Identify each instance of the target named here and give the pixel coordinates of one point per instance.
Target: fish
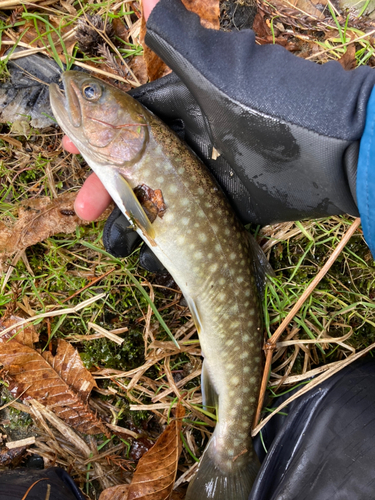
(196, 235)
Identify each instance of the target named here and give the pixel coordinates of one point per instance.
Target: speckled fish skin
(204, 247)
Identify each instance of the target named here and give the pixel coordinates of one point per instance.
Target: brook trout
(199, 240)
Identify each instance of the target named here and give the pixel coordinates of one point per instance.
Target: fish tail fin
(212, 483)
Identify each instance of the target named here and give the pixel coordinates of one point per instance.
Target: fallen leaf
(260, 27)
(25, 334)
(207, 10)
(60, 382)
(119, 492)
(348, 60)
(12, 457)
(209, 13)
(156, 471)
(39, 219)
(309, 7)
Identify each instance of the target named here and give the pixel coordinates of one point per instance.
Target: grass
(148, 372)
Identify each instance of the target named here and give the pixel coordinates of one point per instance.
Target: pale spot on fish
(168, 217)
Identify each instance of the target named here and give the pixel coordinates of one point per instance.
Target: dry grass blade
(270, 345)
(156, 471)
(316, 381)
(59, 312)
(41, 414)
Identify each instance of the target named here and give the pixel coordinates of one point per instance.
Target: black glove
(324, 448)
(287, 130)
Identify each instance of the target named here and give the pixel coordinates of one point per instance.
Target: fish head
(101, 120)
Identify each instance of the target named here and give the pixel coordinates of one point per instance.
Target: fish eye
(91, 91)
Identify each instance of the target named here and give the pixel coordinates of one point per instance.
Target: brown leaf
(119, 492)
(260, 26)
(25, 334)
(38, 219)
(348, 60)
(308, 7)
(61, 382)
(12, 457)
(207, 10)
(156, 471)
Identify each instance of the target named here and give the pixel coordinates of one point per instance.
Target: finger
(69, 146)
(92, 199)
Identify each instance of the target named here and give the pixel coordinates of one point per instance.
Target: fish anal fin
(210, 397)
(195, 314)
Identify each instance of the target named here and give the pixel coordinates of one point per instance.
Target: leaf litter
(167, 374)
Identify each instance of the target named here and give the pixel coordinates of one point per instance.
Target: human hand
(286, 132)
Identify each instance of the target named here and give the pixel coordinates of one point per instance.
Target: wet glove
(287, 130)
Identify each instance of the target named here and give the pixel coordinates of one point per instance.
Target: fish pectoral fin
(210, 397)
(133, 208)
(261, 267)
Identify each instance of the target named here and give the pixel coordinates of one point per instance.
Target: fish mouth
(67, 110)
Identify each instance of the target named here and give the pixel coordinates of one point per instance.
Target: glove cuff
(366, 176)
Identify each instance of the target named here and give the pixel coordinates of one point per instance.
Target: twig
(271, 343)
(60, 312)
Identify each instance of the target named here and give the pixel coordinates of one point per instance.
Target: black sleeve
(287, 129)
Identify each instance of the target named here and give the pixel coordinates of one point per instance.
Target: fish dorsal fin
(261, 267)
(133, 209)
(210, 397)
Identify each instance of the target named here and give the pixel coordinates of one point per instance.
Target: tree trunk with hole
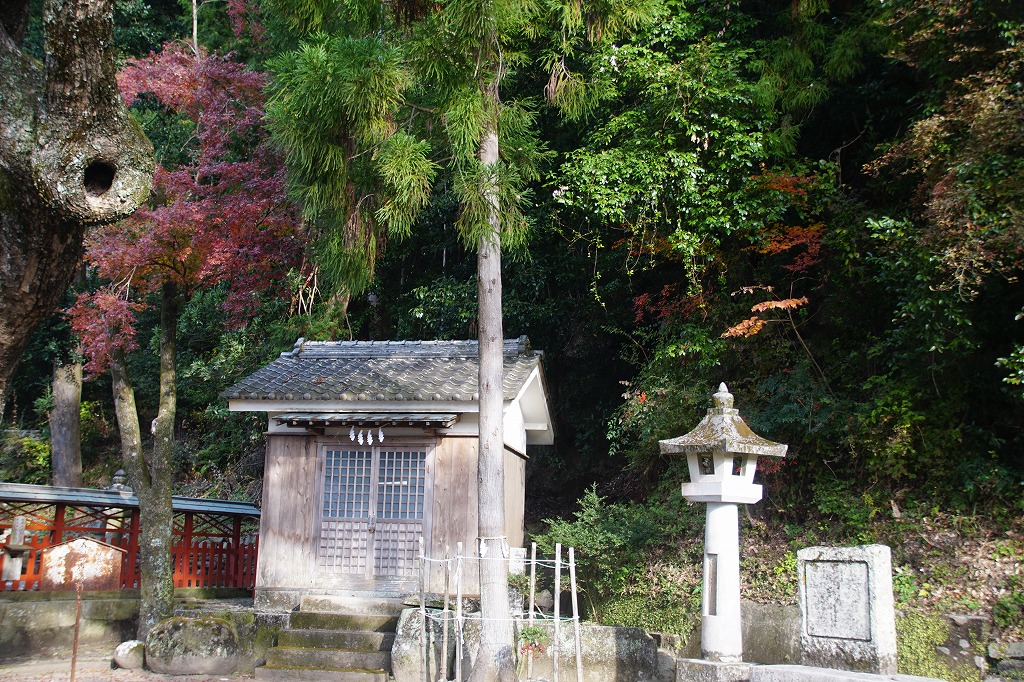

^^^^^^^^^^^^^^^^

Try it: The whole listing is to be written out exactly; the pictures stay out of the copy.

Result for this exercise:
Identify each instance of the target named here and give the pixel coordinates of one point per instance.
Target: fish
(196, 235)
Identify each instance of the target named here and give the pixel coordinates of one point per instance.
Target: speckled fish skin
(204, 247)
Identify each instance of the target named here and give the pixel coordinates of one point per instance.
Target: brook trout
(199, 240)
Identify each instance of the target named here and give the pixel coordinates of one point per instance.
Target: fish tail fin
(212, 483)
Identify each instance of the target named here and give the pixel coordinates of one point per instance.
Target: fallen leaf
(260, 27)
(25, 334)
(207, 10)
(60, 382)
(119, 492)
(348, 60)
(12, 457)
(209, 13)
(156, 471)
(39, 219)
(309, 7)
Identify each instance of the target named here and give the pixel coordinates of one point per instance.
Target: grass
(148, 372)
Identify each instance of the target named here and give the pixel coordinates of one point per instance.
Target: pale spot on fish
(168, 217)
Identify each instance of the target named here and give the pixel coordinates of one point per instance.
Target: dry grass blade
(270, 345)
(156, 471)
(316, 381)
(59, 312)
(41, 414)
Identify each instance of the target named here and give the pixel coordinates of one point per instance.
Target: black glove
(324, 448)
(287, 130)
Identify each instance of the target named here and give the pixel coordinates of one point per instance.
Target: fish head
(101, 120)
Identify each instance of the target named here and give the pixel coordinates of one point per instance.
Target: fish eye
(91, 91)
Identify each instance of the target named here and give the pixel coordinates of one point per instance.
Target: brown leaf
(119, 492)
(260, 26)
(25, 334)
(38, 219)
(348, 60)
(308, 7)
(61, 382)
(12, 457)
(207, 10)
(156, 471)
Identify each instance of the target named here and give the pixel coordinates of one point per instance.
Target: finger
(69, 146)
(92, 199)
Identify each instance of the target named here and give the pixel coordinates of one point per instance.
Target: fish anal fin
(210, 397)
(195, 314)
Identify each instance of the target named here and give the pixel coordinates of one point per instance.
Target: leaf litter
(167, 374)
Identify each instance of the target named here and give the pixel coordinates of one point per instance.
Target: human hand
(286, 132)
Identify each instance of the target named here and give the pixel coordinates of one point per instance.
Target: wet glove
(287, 130)
Identify each instance of the target named here and give the pixel coordinates of one point per instance.
Target: fish pectoral fin
(210, 397)
(133, 208)
(261, 267)
Identify each instance of the target named here and give the pixel coordinates of one point per instance.
Target: fish mouth
(67, 110)
Identify each instance of the target named here and give the pixel coordinates of one point per instance.
Target: glove cuff
(366, 176)
Identify each instance of the target named here and give the pixel coordinates of one point per instance.
Target: twig
(271, 343)
(60, 312)
Identify each instance of the target named here and give the pixel coordinates of one point per instance.
Target: black sleeve
(287, 129)
Identify each instance of the target named here and give the pixel coordinates of one point per instance.
Target: fish dorsal fin
(261, 267)
(133, 209)
(210, 397)
Identify each instance of the target named here and give the pixel coordinates of one point per instance.
Target: tree trunk with hole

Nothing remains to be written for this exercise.